- [Assignment]
Examine each line of the data. Copy the line if it includes the word "below".
(Data supplied Opens)
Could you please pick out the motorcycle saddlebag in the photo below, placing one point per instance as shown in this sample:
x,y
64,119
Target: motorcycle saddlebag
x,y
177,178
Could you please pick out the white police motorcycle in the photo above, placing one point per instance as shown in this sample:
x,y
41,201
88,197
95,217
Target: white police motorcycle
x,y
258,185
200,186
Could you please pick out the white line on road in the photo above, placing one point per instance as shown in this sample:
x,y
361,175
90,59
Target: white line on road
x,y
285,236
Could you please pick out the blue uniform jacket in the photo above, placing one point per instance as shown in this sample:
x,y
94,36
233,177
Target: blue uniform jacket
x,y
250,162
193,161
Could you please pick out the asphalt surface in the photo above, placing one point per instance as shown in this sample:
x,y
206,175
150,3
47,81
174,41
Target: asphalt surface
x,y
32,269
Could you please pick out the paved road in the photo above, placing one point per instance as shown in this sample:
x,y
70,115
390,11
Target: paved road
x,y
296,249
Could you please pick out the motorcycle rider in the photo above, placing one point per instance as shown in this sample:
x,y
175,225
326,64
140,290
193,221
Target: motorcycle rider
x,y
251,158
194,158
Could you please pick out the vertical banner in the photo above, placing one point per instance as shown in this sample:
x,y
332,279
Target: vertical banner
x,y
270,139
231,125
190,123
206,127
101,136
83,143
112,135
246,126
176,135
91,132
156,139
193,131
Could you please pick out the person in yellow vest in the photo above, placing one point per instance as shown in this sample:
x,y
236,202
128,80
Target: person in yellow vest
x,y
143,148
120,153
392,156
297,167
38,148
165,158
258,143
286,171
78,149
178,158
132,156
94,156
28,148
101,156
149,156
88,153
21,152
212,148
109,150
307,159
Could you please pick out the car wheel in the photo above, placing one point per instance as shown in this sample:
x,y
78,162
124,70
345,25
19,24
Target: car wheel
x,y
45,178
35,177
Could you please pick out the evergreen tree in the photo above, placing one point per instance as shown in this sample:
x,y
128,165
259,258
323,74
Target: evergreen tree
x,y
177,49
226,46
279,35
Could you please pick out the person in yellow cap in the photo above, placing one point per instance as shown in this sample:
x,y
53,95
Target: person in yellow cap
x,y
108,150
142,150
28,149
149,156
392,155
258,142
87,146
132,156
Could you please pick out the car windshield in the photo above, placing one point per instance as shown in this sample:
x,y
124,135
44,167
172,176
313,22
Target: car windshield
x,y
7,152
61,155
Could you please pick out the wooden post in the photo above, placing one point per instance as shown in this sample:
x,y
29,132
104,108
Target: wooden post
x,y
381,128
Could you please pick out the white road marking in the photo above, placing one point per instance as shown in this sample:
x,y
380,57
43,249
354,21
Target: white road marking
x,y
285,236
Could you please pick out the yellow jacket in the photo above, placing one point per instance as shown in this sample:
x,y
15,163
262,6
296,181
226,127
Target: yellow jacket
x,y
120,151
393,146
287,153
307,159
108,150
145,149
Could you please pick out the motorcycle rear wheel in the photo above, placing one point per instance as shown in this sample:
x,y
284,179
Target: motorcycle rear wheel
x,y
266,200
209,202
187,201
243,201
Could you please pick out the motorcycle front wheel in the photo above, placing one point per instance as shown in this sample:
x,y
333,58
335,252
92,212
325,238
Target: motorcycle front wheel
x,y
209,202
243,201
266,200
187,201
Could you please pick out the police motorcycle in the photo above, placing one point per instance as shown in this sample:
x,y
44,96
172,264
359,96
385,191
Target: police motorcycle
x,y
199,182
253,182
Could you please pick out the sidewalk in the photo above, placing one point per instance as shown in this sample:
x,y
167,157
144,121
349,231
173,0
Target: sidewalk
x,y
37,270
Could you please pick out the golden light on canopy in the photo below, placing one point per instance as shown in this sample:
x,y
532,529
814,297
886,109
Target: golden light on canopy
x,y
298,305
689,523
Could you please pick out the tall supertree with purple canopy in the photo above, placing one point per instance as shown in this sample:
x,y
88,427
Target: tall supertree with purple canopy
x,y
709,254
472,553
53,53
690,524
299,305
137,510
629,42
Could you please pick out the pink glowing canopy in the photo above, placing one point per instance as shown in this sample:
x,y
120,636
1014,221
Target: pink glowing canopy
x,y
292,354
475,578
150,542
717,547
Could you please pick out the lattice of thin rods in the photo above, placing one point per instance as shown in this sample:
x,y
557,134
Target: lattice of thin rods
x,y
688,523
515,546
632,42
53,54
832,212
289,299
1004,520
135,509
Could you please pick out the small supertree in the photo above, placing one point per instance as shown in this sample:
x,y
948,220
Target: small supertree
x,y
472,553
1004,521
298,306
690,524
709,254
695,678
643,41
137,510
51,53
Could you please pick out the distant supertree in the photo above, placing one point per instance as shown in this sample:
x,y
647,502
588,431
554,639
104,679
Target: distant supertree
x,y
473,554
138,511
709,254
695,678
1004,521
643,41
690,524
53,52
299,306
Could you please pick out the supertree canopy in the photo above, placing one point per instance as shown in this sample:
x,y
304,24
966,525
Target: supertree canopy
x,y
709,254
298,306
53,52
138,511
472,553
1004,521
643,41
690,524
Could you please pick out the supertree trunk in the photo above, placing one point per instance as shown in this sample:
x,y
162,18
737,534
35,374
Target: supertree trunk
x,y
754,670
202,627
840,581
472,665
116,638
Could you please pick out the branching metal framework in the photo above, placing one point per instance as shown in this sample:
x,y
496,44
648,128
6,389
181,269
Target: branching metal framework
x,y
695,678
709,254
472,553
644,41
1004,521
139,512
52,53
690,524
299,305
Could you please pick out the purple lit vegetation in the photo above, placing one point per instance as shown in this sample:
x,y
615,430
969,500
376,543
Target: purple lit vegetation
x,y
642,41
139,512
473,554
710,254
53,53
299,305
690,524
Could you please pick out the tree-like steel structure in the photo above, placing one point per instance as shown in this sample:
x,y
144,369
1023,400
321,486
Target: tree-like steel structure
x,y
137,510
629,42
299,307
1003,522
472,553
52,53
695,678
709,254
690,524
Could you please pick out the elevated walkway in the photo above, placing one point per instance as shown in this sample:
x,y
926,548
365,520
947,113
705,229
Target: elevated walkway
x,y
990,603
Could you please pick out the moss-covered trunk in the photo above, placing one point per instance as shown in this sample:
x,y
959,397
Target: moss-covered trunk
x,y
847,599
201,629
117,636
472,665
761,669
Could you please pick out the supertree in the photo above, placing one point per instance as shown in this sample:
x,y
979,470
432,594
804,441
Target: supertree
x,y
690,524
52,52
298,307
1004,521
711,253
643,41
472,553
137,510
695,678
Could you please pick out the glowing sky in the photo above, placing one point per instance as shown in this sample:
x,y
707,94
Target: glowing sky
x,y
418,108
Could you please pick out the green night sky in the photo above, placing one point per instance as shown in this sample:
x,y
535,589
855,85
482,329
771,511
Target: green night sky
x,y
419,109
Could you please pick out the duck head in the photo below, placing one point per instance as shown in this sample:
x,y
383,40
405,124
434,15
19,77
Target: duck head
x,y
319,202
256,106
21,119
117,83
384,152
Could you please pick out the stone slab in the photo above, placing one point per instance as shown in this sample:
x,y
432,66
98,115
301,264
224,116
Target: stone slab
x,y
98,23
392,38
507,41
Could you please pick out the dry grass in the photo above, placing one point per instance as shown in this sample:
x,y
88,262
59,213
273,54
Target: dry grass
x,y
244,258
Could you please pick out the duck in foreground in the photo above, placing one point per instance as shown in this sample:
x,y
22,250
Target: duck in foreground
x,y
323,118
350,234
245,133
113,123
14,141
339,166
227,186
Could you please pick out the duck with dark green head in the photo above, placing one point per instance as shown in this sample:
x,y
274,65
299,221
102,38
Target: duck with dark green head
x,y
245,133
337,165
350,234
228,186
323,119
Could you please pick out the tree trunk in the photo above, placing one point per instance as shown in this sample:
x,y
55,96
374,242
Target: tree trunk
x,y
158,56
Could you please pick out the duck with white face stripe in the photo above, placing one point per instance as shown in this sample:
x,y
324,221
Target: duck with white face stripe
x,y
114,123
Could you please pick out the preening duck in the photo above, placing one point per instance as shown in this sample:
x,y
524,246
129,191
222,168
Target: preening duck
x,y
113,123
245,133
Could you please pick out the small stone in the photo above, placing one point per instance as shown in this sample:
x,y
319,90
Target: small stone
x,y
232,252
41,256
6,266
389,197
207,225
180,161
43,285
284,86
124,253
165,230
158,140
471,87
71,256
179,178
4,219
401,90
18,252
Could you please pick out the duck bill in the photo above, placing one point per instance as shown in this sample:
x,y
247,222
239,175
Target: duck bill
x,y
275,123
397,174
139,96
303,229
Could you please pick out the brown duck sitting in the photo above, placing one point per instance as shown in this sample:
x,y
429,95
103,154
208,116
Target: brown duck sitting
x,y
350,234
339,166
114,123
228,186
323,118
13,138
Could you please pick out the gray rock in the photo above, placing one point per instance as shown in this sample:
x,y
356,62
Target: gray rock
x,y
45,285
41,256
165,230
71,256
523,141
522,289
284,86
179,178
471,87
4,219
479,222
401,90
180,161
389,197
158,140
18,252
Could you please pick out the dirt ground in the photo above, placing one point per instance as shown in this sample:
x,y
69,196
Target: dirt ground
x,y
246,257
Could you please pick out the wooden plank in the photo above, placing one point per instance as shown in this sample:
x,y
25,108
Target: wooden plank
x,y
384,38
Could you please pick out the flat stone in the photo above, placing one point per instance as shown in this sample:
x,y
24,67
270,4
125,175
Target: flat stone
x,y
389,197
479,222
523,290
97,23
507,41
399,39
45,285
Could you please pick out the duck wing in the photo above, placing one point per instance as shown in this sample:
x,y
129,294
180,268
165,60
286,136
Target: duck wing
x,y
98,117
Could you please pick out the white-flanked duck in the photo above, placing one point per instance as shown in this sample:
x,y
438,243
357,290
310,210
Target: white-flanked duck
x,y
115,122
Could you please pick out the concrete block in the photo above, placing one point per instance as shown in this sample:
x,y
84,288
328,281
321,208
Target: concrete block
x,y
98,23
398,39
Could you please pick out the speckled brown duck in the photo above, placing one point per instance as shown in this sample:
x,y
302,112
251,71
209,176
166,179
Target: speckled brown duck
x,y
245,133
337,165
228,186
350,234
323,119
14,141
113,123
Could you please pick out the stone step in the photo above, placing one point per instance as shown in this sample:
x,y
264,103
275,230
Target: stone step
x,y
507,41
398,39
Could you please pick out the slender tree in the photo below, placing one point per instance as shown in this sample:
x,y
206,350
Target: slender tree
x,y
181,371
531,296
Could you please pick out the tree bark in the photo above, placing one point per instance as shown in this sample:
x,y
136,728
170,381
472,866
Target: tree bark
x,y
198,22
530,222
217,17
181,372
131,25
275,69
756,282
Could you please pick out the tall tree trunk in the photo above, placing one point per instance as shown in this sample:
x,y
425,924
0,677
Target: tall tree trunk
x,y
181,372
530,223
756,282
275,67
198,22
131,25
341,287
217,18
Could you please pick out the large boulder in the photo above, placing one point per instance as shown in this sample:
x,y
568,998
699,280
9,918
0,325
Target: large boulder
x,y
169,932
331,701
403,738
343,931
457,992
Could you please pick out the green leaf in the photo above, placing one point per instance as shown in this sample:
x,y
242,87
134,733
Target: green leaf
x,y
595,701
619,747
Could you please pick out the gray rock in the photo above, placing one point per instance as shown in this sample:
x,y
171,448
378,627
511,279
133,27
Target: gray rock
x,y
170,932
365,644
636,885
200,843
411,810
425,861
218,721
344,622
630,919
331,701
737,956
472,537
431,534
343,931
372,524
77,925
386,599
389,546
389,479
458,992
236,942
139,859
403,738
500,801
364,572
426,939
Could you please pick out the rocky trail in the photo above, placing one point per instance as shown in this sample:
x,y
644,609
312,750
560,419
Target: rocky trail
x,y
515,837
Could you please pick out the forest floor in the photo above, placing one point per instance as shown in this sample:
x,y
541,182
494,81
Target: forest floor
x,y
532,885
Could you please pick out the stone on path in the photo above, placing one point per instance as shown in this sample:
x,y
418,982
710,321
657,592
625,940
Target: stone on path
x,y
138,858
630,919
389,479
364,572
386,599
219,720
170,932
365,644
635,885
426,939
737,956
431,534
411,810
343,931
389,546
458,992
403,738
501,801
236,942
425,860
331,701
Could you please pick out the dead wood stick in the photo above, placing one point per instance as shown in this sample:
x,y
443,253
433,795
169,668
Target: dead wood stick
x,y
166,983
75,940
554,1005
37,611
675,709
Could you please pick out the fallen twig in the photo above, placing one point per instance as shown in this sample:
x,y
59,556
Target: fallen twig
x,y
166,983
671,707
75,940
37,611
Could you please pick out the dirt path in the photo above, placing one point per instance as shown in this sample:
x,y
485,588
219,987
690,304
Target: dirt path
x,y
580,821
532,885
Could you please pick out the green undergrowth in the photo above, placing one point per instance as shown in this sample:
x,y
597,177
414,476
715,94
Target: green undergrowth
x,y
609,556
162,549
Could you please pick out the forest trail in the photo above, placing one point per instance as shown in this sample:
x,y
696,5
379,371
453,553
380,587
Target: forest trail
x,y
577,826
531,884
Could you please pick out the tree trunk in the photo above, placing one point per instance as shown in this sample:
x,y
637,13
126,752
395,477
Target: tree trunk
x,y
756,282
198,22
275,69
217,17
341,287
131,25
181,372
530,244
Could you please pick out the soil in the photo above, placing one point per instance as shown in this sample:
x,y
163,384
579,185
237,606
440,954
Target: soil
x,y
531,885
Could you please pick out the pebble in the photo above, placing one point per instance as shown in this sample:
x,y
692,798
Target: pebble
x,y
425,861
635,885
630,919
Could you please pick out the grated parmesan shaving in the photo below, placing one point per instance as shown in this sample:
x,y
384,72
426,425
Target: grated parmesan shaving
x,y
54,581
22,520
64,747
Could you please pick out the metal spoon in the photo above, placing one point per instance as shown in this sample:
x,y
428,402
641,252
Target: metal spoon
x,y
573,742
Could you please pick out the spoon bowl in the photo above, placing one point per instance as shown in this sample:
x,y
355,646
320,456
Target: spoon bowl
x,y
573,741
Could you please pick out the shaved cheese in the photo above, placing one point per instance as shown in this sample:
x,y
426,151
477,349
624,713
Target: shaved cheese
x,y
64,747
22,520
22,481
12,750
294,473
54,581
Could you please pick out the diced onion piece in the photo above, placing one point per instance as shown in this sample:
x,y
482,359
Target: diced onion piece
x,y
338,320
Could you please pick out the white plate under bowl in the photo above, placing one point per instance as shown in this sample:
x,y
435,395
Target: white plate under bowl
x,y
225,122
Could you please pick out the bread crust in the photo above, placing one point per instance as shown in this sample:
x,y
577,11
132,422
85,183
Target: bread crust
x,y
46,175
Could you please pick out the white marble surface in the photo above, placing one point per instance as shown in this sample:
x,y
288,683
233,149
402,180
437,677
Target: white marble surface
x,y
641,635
(Data supplied Closes)
- [Written answer]
Could you please pick out the motorcycle saddlebag in the photo below, placing one point per instance as shown in this sample:
Could you please pick out the golden light on canopy in the photo below, placing one point per instance as shown in this sample:
Could you please pick out the duck head in the photo below, placing one point per instance as shown in this sample:
Could you please pick out the slender tree in the photo below, placing one point per instance as shown in this sample:
Could you please pick out the grated parmesan shaving in the photo below, placing one point per instance as shown in this sample:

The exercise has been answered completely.